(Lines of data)
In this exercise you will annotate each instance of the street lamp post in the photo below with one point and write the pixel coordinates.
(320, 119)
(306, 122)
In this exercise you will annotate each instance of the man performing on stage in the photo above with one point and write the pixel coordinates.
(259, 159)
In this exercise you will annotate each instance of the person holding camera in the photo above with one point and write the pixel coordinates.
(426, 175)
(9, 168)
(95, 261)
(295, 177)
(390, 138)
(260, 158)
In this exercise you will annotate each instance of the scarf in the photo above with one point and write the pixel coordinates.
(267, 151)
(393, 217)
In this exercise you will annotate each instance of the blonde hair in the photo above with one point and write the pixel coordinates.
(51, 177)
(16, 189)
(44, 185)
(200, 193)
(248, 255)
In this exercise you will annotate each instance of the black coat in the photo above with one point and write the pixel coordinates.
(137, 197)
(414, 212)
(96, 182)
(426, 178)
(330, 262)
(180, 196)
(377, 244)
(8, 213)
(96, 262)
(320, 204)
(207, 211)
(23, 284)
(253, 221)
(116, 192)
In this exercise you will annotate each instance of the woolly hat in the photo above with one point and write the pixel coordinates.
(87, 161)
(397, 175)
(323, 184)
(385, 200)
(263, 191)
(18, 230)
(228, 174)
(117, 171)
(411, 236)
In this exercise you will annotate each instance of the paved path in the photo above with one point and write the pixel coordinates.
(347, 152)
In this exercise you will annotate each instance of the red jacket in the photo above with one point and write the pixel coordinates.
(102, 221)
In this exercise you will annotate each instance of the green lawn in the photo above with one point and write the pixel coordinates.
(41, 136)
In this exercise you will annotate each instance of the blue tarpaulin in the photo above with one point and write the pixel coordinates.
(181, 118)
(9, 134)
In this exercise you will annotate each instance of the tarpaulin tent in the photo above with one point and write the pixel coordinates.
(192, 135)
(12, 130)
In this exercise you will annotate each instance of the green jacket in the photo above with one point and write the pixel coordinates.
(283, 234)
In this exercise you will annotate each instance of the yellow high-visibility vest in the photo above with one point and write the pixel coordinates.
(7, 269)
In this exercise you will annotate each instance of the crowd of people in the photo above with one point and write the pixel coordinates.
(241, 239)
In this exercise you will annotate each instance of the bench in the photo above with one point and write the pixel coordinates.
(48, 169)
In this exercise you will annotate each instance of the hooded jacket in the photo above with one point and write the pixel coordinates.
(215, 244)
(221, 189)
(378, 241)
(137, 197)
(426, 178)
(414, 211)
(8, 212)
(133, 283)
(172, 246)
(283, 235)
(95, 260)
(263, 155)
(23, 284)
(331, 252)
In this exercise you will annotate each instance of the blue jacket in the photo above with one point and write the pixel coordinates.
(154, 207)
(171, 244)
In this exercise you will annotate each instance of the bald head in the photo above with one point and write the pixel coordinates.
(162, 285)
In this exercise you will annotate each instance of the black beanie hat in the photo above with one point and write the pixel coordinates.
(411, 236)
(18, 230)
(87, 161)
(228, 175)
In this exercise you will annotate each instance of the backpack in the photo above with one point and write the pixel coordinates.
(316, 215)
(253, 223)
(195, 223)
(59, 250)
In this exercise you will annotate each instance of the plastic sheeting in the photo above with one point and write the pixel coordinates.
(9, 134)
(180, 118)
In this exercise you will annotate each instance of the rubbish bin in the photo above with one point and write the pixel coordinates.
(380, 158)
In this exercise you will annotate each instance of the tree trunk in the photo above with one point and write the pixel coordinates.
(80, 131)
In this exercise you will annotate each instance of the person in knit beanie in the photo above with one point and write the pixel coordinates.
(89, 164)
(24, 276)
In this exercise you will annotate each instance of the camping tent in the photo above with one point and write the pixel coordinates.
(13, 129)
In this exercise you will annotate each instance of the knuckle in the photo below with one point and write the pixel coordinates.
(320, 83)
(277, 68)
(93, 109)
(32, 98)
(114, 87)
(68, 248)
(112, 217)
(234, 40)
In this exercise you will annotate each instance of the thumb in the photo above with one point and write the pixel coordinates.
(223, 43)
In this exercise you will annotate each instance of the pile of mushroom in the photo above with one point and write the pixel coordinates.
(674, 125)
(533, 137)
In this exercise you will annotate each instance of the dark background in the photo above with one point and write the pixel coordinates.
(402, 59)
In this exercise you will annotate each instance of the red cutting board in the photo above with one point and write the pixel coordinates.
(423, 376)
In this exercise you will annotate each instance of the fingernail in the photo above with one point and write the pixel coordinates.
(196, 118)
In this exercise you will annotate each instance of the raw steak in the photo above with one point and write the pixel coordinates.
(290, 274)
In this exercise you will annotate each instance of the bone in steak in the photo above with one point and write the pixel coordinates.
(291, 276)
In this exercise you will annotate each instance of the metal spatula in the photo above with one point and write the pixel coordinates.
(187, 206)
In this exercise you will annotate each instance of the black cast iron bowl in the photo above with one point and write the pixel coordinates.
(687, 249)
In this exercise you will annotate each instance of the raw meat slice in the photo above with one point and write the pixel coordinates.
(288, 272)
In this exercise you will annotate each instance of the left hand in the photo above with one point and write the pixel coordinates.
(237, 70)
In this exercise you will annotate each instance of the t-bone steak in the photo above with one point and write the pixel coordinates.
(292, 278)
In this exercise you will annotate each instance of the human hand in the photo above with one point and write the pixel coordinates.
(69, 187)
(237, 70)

### [Problem description]
Return the line that contains "In this exercise you will annotate each instance of the metal" along with every line after it through the end of the entries, exactly, adding nothing.

### [Written response]
In this exercise you will annotate each instance of the metal spatula in the photo above with one point and write the pixel coordinates.
(187, 206)
In this exercise you will annotate each instance of the black cast iron bowl in the photo above with one point and write the pixel coordinates.
(687, 249)
In this exercise you will annotate each instance of the raw meat slice in the photo above with one point and write the pixel coordinates.
(288, 272)
In this exercise you will annotate each instance of the left hand in the photo above with one point and write the pixel coordinates.
(237, 70)
In this exercise you will annotate each instance of the t-bone steak in the photo above with one point and write the pixel coordinates.
(292, 278)
In this exercise you will annotate each instance of the human hand in the photo above with one point and write the pixel coordinates.
(69, 187)
(237, 70)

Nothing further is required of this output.